▶ **Exercise description**
In the drug-testing probability post, copy the part from "And this is" to "is this true?", switching "struggling" to "stuck".

The book I'm reading (Statistics for Business and Economics, Paul Newbold et al) has this example (paraphrased a little).

10% athletes have used performance enhancing drugs. A test is available that correctly identifies an athlete's drug usage 90% of the time. If an athlete is a drug user, the probability is 0.9 that the athlete is correctly identified by the test as a drug user. Similarly is not a drug user, the prob is 0.9 that the athlete is correctly identified as not using drugs.

So this is fine so far. From this I'd get the following:

Let D = athlete is a drug user, + = test calls positive, - = test calls negative

$ \begin{align} P(D) &= 0.10 \implies P(\overline D)\\ P(+|D) &= 0.90 \\ P(-|\overline D) &= 0.90 \end{align} $

Where the example looses me is that it says that the following can also be defined from the above information...

$ \begin{align} P(+|\overline D) &= 0.10 \\ P(-|D) &= 0.10 \end{align} $

And this is where I'm struggling... it seems that they can only be getting this by assuming $P(+|D)+P(+|\overline D)=1$, or more generally $P(A|B) + P(A|\overline B)=1$. My question is, is this true?

▶ **Items**
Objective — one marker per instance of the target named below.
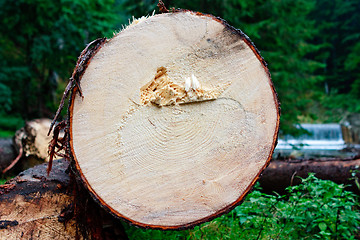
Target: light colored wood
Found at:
(191, 148)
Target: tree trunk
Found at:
(175, 119)
(283, 173)
(36, 206)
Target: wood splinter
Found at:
(146, 142)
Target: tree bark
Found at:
(36, 206)
(283, 173)
(175, 119)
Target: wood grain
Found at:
(176, 165)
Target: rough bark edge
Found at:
(80, 176)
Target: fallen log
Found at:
(36, 206)
(171, 121)
(283, 173)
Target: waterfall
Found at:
(321, 137)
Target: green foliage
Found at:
(40, 42)
(339, 33)
(315, 209)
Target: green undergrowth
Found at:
(315, 209)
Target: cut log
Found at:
(33, 138)
(30, 205)
(176, 119)
(283, 173)
(36, 206)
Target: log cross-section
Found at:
(178, 119)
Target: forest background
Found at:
(312, 48)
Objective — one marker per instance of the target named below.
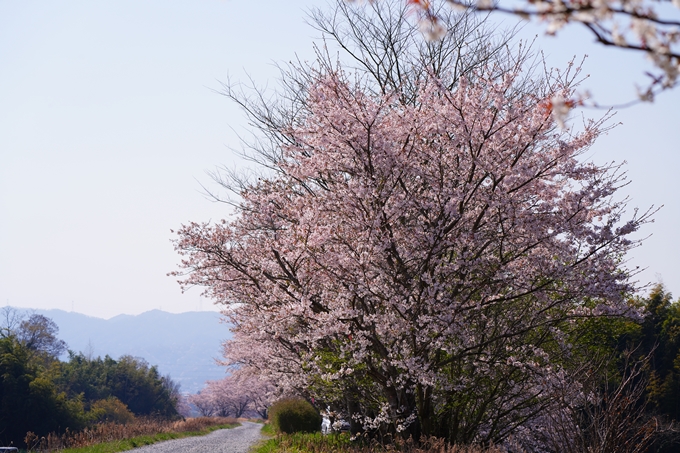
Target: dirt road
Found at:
(236, 440)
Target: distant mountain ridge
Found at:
(184, 345)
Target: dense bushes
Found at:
(291, 415)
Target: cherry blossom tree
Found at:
(643, 26)
(235, 395)
(420, 249)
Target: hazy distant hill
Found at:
(183, 345)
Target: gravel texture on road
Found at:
(235, 440)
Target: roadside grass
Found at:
(342, 443)
(303, 442)
(109, 438)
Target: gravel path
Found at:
(235, 440)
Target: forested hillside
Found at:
(183, 345)
(41, 394)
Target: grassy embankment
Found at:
(341, 443)
(113, 438)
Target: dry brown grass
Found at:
(108, 432)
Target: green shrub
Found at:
(293, 415)
(110, 410)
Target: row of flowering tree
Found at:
(424, 242)
(239, 394)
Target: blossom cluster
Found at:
(421, 259)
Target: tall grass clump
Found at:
(342, 443)
(293, 415)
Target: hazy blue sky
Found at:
(109, 121)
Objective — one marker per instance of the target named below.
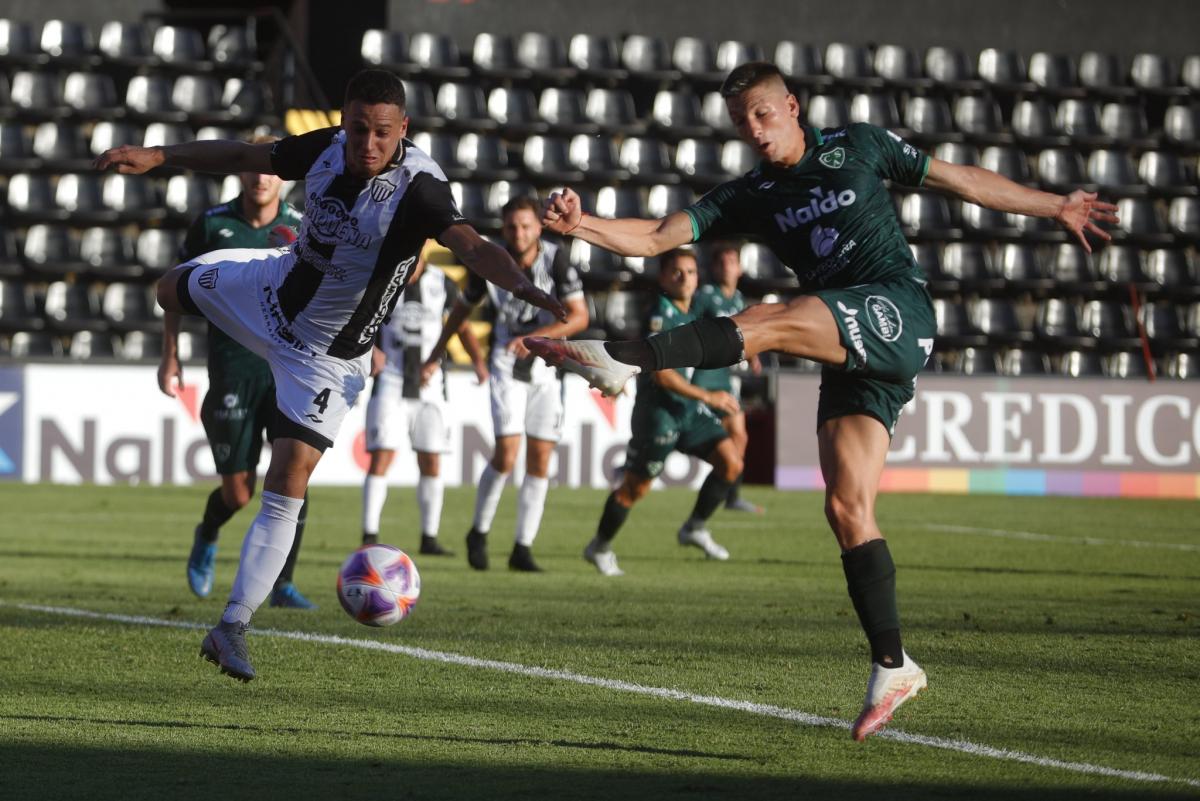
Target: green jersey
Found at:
(831, 216)
(712, 301)
(226, 227)
(665, 315)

▶ **Result below**
And this is where I'm stuck... it seems that they can only be getting this by assuming $P(+|D)+P(+|\overline D)=1$, or more generally $P(A|B) + P(A|\overline B)=1$. My question is, is this true?